◆ Passage shown

Guidelines
for using the LCA methodology within the SARMa Project
Definition of a methodology for the Life Cycle Assessment
(LCA) of natural and recycled aggregates
Step 1: LCA of natural aggregates
Version V2
November 2009
Politecnico di Torino
DISPEA – Department of Production Systems and Business Economics
Authored by:
Gian Andrea Blengini, Ph.D.
Elena Garbarino, Ph.D.
Report issued by:
Politecnico di Torino
Department of Production Systems and Business Economics (DISPEA)
Corso Duca degli Abruzzi 24
10129 TORINO
ITALY
Scientific supervision:
Gian Andrea Blengini
Senior Researcher
e-mail:
Acknowledgements:
The authors would like to thank Cavit SpA and Unical SpA for the data and information supplied, the staff of Provincia di Torino and Professor Vanni Badino of Politecnico di Torino for the valuable co-operation.
Disclaimer:
The information reported in the present guidelines is accurate according to the best knowledge of the authors. The content of this document is to be used within the SARMa Project by the project participants in order to carry out their own LCAs relevant to natural and recycled aggregates. The European Commission accepts no responsibility or liability whatsoever with regard to the information presented in this document.

◆ Challenges
• 1. According to the SARMa LCA guidelines, which companies supplied data and information to the authors?
• 2. Write the next part of the SARMa LCA guidelines, starting right after the final sentence of the disclaimer.
The data entries have nothing to do with this.

Data entries:

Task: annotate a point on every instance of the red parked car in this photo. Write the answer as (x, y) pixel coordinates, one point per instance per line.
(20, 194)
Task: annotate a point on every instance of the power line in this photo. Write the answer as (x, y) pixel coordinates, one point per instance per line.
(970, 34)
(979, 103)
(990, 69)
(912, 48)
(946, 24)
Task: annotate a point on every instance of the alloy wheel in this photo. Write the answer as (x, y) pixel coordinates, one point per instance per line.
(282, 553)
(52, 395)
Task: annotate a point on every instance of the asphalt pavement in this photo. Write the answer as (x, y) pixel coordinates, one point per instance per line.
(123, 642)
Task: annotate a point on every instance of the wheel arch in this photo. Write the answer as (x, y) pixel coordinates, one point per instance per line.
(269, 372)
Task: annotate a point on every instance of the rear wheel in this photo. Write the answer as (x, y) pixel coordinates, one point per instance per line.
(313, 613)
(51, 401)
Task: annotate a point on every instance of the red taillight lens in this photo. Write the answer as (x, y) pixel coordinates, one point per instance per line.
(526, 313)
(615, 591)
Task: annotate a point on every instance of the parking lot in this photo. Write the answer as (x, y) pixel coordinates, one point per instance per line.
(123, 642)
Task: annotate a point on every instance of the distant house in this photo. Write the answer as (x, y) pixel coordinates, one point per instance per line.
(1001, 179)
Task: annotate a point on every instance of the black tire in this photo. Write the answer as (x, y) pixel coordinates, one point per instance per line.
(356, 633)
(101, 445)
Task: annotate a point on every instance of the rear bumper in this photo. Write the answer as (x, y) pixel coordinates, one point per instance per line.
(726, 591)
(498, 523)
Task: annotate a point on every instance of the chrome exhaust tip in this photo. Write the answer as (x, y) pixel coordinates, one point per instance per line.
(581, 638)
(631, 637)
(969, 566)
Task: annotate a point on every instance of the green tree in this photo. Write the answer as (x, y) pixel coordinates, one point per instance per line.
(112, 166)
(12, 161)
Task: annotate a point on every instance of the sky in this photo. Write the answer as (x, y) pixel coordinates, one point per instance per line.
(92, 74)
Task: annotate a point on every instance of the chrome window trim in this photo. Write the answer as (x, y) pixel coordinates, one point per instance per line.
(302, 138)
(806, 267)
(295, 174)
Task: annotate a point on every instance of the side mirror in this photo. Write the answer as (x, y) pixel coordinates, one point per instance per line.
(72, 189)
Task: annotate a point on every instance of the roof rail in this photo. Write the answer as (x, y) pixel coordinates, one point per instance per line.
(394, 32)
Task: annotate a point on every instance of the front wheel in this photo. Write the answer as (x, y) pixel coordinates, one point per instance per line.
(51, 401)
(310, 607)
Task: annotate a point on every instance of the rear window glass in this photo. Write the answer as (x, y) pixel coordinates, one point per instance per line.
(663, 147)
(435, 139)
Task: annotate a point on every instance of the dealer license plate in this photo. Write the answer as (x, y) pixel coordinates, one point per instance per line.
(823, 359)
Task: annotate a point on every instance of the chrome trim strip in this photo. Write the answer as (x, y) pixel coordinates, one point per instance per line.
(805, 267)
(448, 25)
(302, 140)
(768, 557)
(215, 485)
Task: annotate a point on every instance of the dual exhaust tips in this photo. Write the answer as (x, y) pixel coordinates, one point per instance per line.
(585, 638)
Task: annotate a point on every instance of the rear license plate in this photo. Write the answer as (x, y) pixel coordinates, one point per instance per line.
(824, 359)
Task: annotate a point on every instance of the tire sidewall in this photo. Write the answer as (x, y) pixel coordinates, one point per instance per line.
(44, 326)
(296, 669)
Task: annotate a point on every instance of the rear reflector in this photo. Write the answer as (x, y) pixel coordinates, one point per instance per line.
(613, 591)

◆ Answers to the tasks
• 1. Cavit SpA and Unical SpA.

• 2.
Summary
The present guidelines are to be used within the SARMa Project by the participants involved in WP 3 activity 3.3 in order to carry out their own life cycle assessments (LCAs) relevant to natural and recycled aggregates.
In the first section a LCA methodology specific to the aggregate industry is proposed. Such a common methodological framework can be adapted to different aggregate products (sand, round/crushed gravel, tout-venant, etc…), to different quarry typologies (wet/dry), different orebodies and different excavation techniques (blast/mechanical).
The methodology is a process based LCA, according to ISO 14040-44 standards, which tries to overcome some of the most important drawbacks of mining-LCAs, as identified in the international literature, with the overall objective of making the life cycle approach operational and meaningful to the aggregate industry in SEE countries.
Natural aggregates come first (step1), then the LCA methodology is extended and adapted to the production of recycled aggregates (step 2). Finally, a comprehensive methodology is proposed in order to assess the environmental performances of a real system in which natural and recycled aggregates co-exist (step 3) and where quarrying + recycling + transportation network + alternative end-of-life are balanced in order to optimise energy and environmental efficiency atsystem level and learn more about a desirable sustainable supply mix (SSM).
In the present version, methodological guidelines are limited to step 1: LCA of natural aggregates (eco-profile).
The second section of the report gives an example of LCA application based on a case study of a quarry located in Torino (Italy).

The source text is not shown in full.